Given task: Rewrite all the items below, swapping every "locate" for "find_points" and leaving everything else unchanged.

Data records:
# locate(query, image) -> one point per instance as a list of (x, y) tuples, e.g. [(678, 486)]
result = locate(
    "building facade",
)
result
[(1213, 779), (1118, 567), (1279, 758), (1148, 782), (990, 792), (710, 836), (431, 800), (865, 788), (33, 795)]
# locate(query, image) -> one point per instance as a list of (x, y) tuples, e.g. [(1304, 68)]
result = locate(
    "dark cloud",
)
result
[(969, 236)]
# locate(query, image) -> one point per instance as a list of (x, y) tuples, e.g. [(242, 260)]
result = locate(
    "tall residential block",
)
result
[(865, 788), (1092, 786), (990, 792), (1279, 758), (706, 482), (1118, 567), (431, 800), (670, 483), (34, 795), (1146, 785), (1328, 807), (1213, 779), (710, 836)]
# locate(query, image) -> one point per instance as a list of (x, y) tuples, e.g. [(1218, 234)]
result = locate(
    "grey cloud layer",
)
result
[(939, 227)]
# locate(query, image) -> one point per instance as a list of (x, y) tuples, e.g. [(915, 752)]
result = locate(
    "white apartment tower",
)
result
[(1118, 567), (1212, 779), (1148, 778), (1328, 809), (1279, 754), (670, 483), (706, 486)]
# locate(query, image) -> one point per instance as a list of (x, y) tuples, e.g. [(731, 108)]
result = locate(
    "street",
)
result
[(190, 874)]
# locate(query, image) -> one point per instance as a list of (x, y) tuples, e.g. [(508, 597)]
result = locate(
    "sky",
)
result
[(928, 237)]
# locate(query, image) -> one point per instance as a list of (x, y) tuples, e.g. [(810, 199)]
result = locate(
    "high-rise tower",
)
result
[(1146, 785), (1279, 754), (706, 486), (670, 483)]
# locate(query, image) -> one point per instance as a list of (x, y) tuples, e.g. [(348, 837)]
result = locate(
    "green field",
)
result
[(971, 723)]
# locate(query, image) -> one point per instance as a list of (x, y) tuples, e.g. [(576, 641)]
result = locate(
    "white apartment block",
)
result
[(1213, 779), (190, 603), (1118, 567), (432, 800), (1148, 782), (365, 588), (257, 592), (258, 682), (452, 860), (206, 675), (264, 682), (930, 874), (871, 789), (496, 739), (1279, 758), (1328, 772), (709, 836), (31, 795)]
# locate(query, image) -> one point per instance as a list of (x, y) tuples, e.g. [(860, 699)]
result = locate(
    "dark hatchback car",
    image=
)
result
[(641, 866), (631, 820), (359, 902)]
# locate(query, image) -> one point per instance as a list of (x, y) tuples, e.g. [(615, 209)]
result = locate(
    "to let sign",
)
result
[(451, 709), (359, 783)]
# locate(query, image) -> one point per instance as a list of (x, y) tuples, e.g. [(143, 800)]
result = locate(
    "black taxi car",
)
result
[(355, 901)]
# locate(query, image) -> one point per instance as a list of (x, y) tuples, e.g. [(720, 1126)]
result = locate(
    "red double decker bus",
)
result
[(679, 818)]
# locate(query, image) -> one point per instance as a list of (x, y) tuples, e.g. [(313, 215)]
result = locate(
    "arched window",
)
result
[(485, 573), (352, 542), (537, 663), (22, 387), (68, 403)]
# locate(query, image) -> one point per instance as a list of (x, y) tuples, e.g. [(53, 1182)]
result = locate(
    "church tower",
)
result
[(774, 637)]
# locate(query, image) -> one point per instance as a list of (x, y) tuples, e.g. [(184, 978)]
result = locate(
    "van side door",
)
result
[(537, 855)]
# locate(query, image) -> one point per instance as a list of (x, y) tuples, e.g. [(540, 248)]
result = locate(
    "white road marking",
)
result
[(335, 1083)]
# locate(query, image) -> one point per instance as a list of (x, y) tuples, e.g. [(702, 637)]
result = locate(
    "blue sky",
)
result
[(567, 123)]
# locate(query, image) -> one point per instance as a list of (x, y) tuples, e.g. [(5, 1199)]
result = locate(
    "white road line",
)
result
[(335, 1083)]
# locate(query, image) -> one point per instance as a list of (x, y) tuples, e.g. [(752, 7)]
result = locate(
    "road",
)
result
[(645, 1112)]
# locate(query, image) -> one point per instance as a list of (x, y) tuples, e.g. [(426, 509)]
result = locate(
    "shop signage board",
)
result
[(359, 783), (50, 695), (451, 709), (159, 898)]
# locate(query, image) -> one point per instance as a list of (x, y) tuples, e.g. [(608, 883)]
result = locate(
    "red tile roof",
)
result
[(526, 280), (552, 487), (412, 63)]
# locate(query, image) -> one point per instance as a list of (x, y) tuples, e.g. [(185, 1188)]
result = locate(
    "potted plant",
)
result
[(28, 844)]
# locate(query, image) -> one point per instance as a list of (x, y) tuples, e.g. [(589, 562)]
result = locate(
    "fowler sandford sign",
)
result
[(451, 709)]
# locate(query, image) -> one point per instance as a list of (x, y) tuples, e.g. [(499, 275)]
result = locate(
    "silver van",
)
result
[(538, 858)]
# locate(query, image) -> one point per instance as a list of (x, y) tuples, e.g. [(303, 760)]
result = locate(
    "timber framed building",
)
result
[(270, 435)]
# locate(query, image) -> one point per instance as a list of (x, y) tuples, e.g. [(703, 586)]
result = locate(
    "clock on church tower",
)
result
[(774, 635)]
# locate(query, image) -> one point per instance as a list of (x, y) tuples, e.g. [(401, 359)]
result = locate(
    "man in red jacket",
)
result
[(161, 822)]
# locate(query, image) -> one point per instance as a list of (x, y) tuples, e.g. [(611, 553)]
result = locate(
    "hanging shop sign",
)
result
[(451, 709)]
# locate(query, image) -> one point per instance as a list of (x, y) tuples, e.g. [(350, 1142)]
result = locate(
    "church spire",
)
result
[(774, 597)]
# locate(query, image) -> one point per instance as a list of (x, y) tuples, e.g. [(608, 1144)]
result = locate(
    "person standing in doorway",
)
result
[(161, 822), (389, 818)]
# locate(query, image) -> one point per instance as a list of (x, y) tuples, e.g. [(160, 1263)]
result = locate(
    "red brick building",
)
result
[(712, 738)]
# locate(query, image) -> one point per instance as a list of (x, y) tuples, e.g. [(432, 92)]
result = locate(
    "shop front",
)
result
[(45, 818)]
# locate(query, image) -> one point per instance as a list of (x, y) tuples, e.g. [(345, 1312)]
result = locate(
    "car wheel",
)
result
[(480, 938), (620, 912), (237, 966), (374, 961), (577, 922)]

Written reply:
# find_points(query, image) -> one point per instance as a list of (x, y) tuples, e.g. [(678, 486)]
result = find_points(
    "building facade",
)
result
[(1213, 779), (1118, 567), (1279, 758), (1148, 782), (990, 792), (710, 836), (431, 800), (865, 788), (33, 795)]
# find_points(query, image) -> one point per instance as a list of (x, y) tuples, e.g. [(1304, 68)]
result = find_points(
    "dark cloud",
)
result
[(969, 236)]
# find_points(query, image) -> one point per instance as a list of (x, y) tuples, e.g. [(242, 260)]
result = find_points(
    "tall residential block",
)
result
[(865, 788), (1092, 786), (990, 792), (1279, 758), (706, 482), (1118, 567), (431, 800), (670, 483), (34, 795), (1146, 785), (1328, 807), (1213, 779), (710, 836)]
# find_points(query, image) -> one point per instance as a list of (x, y) tuples, e.g. [(1218, 234)]
result = find_points(
    "grey cloud layer",
)
result
[(939, 227)]
# find_points(query, image) -> one point per instance as a list of (x, y) tuples, e.g. [(915, 752)]
result = find_points(
    "white apartment tower",
)
result
[(1118, 567), (1212, 779), (1148, 778), (1328, 809), (1279, 754), (670, 483), (706, 486)]
# find_points(query, image) -> one point per instance as a list of (x, y) tuples, e.g. [(731, 108)]
result = find_points(
    "street",
)
result
[(190, 874)]
# find_points(query, image) -> one point per instance as a list of (x, y) tuples, e.g. [(508, 597)]
result = find_points(
    "sky",
)
result
[(928, 237)]
# find_points(query, image) -> one point per instance as a list of (x, y) tuples, e.g. [(810, 199)]
result = find_points(
    "high-rise tower",
)
result
[(1146, 785), (1279, 754), (706, 486), (670, 483)]
# find_points(query, image) -> one point per instance as a list of (x, y) tuples, e.g. [(348, 837)]
result = find_points(
    "green field",
)
result
[(971, 723)]
# find_points(query, image) -> one point per instance as a list of (x, y) tuples, e.g. [(576, 641)]
result = find_points(
    "white apartment block",
)
result
[(1213, 779), (190, 603), (1118, 567), (432, 800), (1148, 782), (365, 588), (257, 592), (258, 682), (452, 860), (206, 675), (264, 682), (930, 874), (871, 789), (496, 739), (1279, 758), (1328, 772), (709, 836), (31, 795)]
# find_points(query, image) -> one point per instance as a list of (x, y) tuples, e.g. [(860, 699)]
result = find_points(
    "dark hatchback car",
    image=
)
result
[(641, 866), (631, 820), (359, 902)]
# find_points(query, image) -> one point per instance as a list of (x, y) tuples, e.g. [(615, 209)]
result = find_points(
    "to let sign",
)
result
[(451, 709), (359, 783)]
# find_points(query, image) -> one point per instance as a list of (x, y) tuples, e.g. [(143, 800)]
result = find_points(
    "black taxi car",
)
result
[(355, 901)]
# find_points(query, image) -> one point per instance as a list of (x, y) tuples, e.g. [(720, 1126)]
result = find_points(
    "red double decker bus",
)
result
[(679, 818)]
# find_points(query, image) -> one point per instance as a list of (x, y) tuples, e.g. [(313, 215)]
result = find_points(
    "arched window",
)
result
[(485, 573), (352, 542), (537, 663), (22, 387), (68, 403)]
# find_points(query, image) -> one point per instance as a list of (x, y) tuples, e.g. [(53, 1182)]
result = find_points(
    "church tower",
)
result
[(774, 637)]
# find_points(query, image) -> one point per instance as a list of (x, y) tuples, e.g. [(184, 978)]
result = find_points(
    "van side door",
)
result
[(537, 855)]
# find_points(query, image) -> one point per instance as a list of (x, y) tuples, e.g. [(540, 248)]
result = find_points(
    "white road marking",
)
result
[(335, 1083)]
# find_points(query, image) -> one point per instance as a list of (x, y) tuples, e.g. [(702, 637)]
result = find_points(
    "blue sky",
)
result
[(567, 123)]
# find_points(query, image) -> one point per instance as a list of (x, y) tuples, e.g. [(5, 1199)]
result = find_points(
    "white road line",
)
result
[(335, 1083)]
# find_points(query, image) -> one point per instance as a list of (x, y) tuples, e.g. [(752, 7)]
result = find_points(
    "road",
)
result
[(645, 1112)]
# find_points(query, image) -> one point per instance as a list of (x, y) tuples, e.g. [(426, 509)]
result = find_points(
    "shop signage board",
)
result
[(359, 783), (50, 695), (451, 709), (159, 898)]
# find_points(query, image) -> one point per instance as a list of (x, y) tuples, e.g. [(608, 883)]
result = find_points(
    "red tile roof",
)
result
[(526, 280), (552, 487), (412, 63)]
# find_points(query, image) -> one point per instance as a list of (x, y) tuples, e.g. [(185, 1188)]
result = find_points(
    "potted plant",
)
result
[(28, 844)]
# find_points(query, image) -> one point per instance as a list of (x, y) tuples, e.g. [(589, 562)]
result = find_points(
    "fowler sandford sign",
)
result
[(451, 709)]
# find_points(query, image) -> one point per instance as a list of (x, y) tuples, e.g. [(499, 275)]
result = find_points(
    "silver van",
)
result
[(538, 858)]
# find_points(query, image) -> one point per instance as a list of (x, y) tuples, e.g. [(303, 760)]
result = find_points(
    "timber framed building",
)
result
[(270, 435)]
# find_points(query, image) -> one point per instance as a list of (x, y) tuples, e.g. [(703, 586)]
result = find_points(
    "clock on church tower",
)
result
[(774, 635)]
# find_points(query, image) -> one point per instance as a list of (x, y) tuples, e.g. [(401, 359)]
result = find_points(
    "man in red jacket",
)
result
[(161, 822)]
# find_points(query, image) -> one point per instance as a list of (x, y) tuples, e.g. [(611, 553)]
result = find_points(
    "hanging shop sign",
)
result
[(451, 709)]
# find_points(query, image) -> one point per instance as a list of (x, y) tuples, e.g. [(350, 1142)]
result = find_points(
    "church spire",
)
result
[(774, 597)]
# find_points(query, image) -> one point per instance as a list of (x, y) tuples, e.g. [(608, 1144)]
result = find_points(
    "person standing in doorway",
)
result
[(161, 822), (389, 818)]
# find_points(query, image) -> one point per instance as a list of (x, y) tuples, e.g. [(160, 1263)]
result = find_points(
    "red brick building",
)
result
[(712, 738)]
# find_points(query, image) -> one point per instance as a list of (x, y) tuples, e.g. [(432, 92)]
result = find_points(
    "shop front",
)
result
[(45, 818)]
# find_points(query, image) -> one point per instance as a list of (x, y) tuples, e.g. [(345, 1312)]
result = find_points(
    "car wheel",
)
result
[(480, 938), (620, 912), (237, 966), (374, 961), (577, 922)]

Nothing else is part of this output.